Given entries:
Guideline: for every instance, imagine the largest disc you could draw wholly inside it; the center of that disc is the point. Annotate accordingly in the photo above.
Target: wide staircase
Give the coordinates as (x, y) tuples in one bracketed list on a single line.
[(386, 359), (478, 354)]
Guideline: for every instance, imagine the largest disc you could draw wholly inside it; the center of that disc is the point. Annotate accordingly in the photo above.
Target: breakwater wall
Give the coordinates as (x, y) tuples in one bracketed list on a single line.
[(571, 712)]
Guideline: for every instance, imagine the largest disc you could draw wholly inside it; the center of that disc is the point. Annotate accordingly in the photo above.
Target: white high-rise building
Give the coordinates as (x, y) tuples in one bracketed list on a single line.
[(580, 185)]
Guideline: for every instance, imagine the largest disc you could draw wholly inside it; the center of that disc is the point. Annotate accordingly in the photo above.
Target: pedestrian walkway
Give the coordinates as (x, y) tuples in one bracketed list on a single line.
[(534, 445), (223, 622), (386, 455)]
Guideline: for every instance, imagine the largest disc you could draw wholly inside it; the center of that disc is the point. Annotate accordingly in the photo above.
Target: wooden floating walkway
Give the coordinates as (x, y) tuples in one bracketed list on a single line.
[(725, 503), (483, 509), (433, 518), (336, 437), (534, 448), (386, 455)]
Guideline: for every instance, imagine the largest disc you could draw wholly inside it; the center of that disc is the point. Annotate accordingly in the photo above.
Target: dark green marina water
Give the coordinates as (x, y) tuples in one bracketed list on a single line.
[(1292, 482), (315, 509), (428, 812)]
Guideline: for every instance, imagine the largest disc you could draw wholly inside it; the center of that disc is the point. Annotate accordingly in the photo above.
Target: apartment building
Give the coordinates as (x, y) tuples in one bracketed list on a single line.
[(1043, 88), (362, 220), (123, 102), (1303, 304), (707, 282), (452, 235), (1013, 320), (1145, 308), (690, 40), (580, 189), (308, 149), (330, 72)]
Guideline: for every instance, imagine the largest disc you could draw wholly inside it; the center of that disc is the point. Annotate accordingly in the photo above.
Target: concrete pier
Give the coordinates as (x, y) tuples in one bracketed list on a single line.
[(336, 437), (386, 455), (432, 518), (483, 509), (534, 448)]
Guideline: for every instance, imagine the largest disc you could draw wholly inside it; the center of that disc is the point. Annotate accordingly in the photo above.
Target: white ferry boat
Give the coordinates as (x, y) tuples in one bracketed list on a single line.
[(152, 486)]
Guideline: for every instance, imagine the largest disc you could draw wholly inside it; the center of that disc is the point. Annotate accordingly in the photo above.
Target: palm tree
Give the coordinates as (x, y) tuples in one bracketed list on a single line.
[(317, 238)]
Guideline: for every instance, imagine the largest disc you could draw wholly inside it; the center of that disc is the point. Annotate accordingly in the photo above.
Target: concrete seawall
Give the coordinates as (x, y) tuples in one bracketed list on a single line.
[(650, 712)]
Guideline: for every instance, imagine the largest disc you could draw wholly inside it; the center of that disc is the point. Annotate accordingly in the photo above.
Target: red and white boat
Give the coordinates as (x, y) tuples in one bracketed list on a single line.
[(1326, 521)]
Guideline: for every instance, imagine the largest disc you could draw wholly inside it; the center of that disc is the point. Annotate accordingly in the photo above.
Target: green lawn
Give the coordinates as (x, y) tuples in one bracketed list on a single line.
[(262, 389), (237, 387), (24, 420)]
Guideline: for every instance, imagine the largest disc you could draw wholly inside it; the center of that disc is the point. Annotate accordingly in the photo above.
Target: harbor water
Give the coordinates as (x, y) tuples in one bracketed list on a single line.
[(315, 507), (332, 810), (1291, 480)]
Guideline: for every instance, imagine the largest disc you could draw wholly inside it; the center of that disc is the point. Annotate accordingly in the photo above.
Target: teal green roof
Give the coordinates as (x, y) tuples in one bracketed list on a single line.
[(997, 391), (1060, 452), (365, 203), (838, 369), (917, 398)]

Activity: In full and without alteration, return every line above.

Exercise output:
Guideline: for every instance, imagine the largest disc you could draw wholly inside it; the center of that disc is the point. Annotate accordingly in the photo above.
Target: wide staircase
Give the coordinates as (x, y) tuples in one bracketed list on a single line.
[(386, 359), (478, 354)]
Guideline: for every instance, imagine the largest disc you could draw wholly inside it; the center of that disc is the point. Annotate accordingly in the photo above.
Target: breakwater wall
Give the coordinates as (x, y) tuples in one bracketed list on a single line.
[(571, 712)]
Guideline: for every instance, imagine the largest disc you could draw wholly inside it; the center of that disc is the point. Annotate accordingly in the photo above.
Target: white high-rise building
Give the coordinates as (x, y) tuples in one bracketed list on a single line.
[(580, 185)]
Guideline: for every instance, imagine the largest disc you could draw wholly inside it; the center of that disc is the point. Annotate accordingly in the photo above.
Target: pedestrian walkway
Give the coordinates as (x, y) tuples in one bracketed list on a single line.
[(534, 445), (223, 622), (386, 455)]
Guideline: for every instance, imagine the largest disc you could draw wholly inside it; the center of that disc is the point. Annotate accordingly in the photo above.
Target: wooden floating walkway
Give the coordinates as (x, y) tuples in one bracketed list on a single line.
[(725, 503), (483, 509), (433, 518), (336, 437), (534, 448), (386, 455)]
Guideline: for every instance, imagine the largest disc you could draw wholly inside it; the center of that disc is the point. Annotate accordingly in the photo above.
Target: dark green marina water
Give the coordinates as (x, y) tuples in one bracketed list on a single line.
[(1292, 482), (315, 509), (428, 812)]
Guideline: for every instance, imagine the largest disc you could draw wholly inside it; the center of that disc is the point. Annotate accordingly in the photo above.
Target: apartment building
Give the coordinates as (x, y) tuples in one bracketed list on a single line.
[(1043, 88), (362, 220), (123, 102), (1303, 304), (707, 282), (452, 235), (1013, 320), (1145, 308), (690, 40), (580, 189), (308, 149), (330, 72)]
Guideline: for every instance, imagine the largest disc you could draw wholly inside it; the center of that disc is the point. Annotate accordingly in the photo above.
Target: concrete pier
Give the coordinates as (x, y) tuples in one bracketed list on a single line.
[(336, 437), (386, 455), (432, 518), (483, 509), (534, 448)]
Guideline: for every instance, imagine the largest disc you could draw wholly inside it; the center of that disc is the point. Annotate accordingly in the photo above.
Target: white ferry boat
Give the coordinates as (x, y) tuples in one bracketed list on a single line.
[(152, 486)]
Guideline: for every instance, imagine the largest disc you could draw wholly inside it; the center of that disc is the point. Annotate accordingly in the photo above.
Target: palm tree
Give the coordinates as (x, y) tuples in one bracketed list on a single line.
[(317, 238)]
Guideline: for every instance, imagine the largest disc you could draw wholly inside it; the center of that disc is the point. Annotate accordingly in the photo above.
Target: concrete seawall
Give the coordinates as (x, y) tuples in one bracketed list on a single line.
[(650, 712)]
Guideline: for every instance, imagine the largest disc you could draw wholly inside it; the center of that disc is the point. Annotate accordingly in the photo above.
Target: red and white boat
Give the coordinates as (x, y) tuples in one bracketed list on a single line.
[(1326, 521)]
Guideline: for every instance, imagine the largest disc you could draw wholly inside it; the center of that disc is the point. Annotate accordingly in the photo above.
Target: green lawn
Give the coordinates as (x, y) tuples in one bracketed list on a single line.
[(262, 389), (237, 387), (24, 420)]
Guideline: for every instance, imagine the largest disc you could draw wholly inside it; the center of that disc is the point. Annotate accordingly in the photo above.
Target: harbor water
Give the coordinates as (x, y) tuples in one bracketed list on a single line.
[(315, 507), (332, 810), (1291, 480)]
Guideline: for every instance, imagine the largest disc you could draw wholly inside it; the center of that disc is the point. Annotate accordingly in the photo above.
Target: teal green roof
Give the coordinates as (x, y) tuples in one bracketed list on a single line.
[(997, 391), (1060, 452), (365, 203), (838, 369), (917, 398)]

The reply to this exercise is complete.